1. suppose that the velocity field after absorbing is

$u_m = Cu_j, v_m = Cv_j, p_m = (1-C)\rho gz + Cp_j$

where C is a spatial transition coefficient varies from 1 to 0. the subscript j represents the value before absorbing, and m represents the value after absorbing. substracting the momentum equations with source term

$\rho \frac{u_m^{n+1}-u_j^n}{\delta t}+\rho u_j \frac{\partial u_j}{\partial x} + \rho v_j \frac{\partial u_j}{\partial y} = -\frac{\partial p_j}{\partial x} + S_x$

with the momentum equations without source term

$\rho \frac{u_m^{n+1}-u_m^n}{\delta t}+\rho u_m \frac{\partial u_m}{\partial x} + \rho v_m \frac{\partial u_m}{\partial y} = -\frac{\partial p_m}{\partial x},$

i got the horizontal momentum source

$S_x = \rho \frac{1}{\delta_t}(C-1)u_j + \rho[(1-C^2)u_j \frac{\partial u_j}{\partial x} - CC' u_j^2] + \rho(1-C^2)v_j \frac{\partial u_j}{\partial y} + (1-C) \frac{\partial p_j}{\partial x}$

where C' is the horizontal deviation of C.
★ ★ ★ ★
SHORT EXERCISE 1: According to the derivation, what does the subscript j represent?
SHORT EXERCISE 2: Swap "horizontal momentum source" for "x-direction momentum source" in the derivation, writing out the passage that begins at the words "with the momentum" and stops after "deviation of C.".
The entries play no role in this work.

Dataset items
★ ★ ★ ★
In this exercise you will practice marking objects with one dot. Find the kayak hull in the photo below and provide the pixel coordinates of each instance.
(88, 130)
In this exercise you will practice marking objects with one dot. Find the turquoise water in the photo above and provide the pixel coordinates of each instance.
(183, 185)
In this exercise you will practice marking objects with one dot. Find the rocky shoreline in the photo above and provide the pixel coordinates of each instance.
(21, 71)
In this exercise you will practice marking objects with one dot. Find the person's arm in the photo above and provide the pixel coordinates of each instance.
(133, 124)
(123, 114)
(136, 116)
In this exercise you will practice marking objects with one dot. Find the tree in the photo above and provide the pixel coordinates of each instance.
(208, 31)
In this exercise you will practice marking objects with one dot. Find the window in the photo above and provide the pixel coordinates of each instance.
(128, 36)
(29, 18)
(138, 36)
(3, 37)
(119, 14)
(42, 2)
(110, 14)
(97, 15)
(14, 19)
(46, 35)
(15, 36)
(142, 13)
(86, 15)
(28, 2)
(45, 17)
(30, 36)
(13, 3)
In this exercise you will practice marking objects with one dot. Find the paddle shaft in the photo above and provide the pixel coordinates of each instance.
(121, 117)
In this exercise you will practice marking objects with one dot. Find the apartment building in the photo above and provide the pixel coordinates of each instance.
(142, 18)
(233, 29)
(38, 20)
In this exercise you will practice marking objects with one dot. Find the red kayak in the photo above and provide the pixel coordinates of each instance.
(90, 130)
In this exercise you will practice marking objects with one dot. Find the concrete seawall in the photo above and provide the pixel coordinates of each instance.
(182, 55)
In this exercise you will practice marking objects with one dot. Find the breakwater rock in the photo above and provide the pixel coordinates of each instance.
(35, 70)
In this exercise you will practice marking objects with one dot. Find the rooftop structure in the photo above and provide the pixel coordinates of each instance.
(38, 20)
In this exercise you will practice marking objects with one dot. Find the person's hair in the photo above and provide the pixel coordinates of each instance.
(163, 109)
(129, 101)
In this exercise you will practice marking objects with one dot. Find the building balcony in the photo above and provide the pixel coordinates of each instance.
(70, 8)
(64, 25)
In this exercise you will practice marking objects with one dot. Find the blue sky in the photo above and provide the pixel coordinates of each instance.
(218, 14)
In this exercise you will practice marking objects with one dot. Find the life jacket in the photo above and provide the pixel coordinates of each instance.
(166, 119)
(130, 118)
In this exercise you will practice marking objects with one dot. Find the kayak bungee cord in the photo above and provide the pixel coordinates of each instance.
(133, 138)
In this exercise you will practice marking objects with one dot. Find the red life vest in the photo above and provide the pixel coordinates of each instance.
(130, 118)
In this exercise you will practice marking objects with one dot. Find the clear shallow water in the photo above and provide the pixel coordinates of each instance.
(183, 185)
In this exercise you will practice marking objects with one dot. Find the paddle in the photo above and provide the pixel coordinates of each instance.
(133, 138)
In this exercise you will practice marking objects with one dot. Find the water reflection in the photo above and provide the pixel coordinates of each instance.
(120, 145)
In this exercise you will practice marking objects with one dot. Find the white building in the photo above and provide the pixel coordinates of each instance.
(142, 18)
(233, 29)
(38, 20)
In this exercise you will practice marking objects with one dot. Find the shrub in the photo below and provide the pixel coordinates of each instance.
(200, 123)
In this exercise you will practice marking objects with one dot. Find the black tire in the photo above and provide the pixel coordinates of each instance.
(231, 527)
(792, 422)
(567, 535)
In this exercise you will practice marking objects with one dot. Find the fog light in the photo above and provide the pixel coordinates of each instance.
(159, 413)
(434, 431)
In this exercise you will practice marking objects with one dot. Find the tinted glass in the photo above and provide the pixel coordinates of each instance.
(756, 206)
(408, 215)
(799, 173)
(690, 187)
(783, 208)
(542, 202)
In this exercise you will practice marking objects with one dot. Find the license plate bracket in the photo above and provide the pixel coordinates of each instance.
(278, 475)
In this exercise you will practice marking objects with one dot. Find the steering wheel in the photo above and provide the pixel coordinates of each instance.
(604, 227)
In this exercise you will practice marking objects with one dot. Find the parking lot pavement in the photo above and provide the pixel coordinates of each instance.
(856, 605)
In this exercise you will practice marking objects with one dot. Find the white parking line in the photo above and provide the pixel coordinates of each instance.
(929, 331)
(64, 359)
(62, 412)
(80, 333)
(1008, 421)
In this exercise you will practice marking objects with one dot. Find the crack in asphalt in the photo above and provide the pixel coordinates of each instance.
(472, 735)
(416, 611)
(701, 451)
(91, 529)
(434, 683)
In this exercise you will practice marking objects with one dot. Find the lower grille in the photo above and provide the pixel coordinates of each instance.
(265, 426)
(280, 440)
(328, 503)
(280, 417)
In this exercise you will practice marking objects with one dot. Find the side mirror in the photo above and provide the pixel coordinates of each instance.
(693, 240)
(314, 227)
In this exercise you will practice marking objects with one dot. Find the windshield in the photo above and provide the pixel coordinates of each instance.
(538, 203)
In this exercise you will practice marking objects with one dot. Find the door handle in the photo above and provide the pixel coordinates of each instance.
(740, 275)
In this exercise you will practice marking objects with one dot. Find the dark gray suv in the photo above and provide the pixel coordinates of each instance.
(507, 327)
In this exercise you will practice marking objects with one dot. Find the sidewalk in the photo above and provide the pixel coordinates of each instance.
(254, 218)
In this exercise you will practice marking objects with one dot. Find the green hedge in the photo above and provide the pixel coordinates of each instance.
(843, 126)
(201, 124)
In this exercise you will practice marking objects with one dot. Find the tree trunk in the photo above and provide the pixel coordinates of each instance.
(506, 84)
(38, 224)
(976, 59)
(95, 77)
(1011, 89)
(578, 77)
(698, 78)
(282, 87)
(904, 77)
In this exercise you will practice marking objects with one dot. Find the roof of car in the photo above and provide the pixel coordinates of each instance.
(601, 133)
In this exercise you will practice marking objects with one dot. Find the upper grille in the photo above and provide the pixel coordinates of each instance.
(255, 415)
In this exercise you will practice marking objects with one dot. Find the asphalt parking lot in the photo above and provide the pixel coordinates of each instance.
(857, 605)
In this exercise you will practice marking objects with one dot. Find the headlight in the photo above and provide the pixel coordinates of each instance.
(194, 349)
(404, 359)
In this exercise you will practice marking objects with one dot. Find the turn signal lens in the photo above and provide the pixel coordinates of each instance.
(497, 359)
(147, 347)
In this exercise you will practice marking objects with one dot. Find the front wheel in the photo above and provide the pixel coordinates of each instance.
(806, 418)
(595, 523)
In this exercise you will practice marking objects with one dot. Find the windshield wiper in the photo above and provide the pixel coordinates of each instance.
★ ★ ★ ★
RIGHT ANSWER 1: The value before absorbing.

RIGHT ANSWER 2:
with the momentum equations without source term

$\rho \frac{u_m^{n+1}-u_m^n}{\delta t}+\rho u_m \frac{\partial u_m}{\partial x} + \rho v_m \frac{\partial u_m}{\partial y} = -\frac{\partial p_m}{\partial x},$

i got the x-direction momentum source

$S_x = \rho \frac{1}{\delta_t}(C-1)u_j + \rho[(1-C^2)u_j \frac{\partial u_j}{\partial x} - CC' u_j^2] + \rho(1-C^2)v_j \frac{\partial u_j}{\partial y} + (1-C) \frac{\partial p_j}{\partial x}$

where C' is the horizontal deviation of C.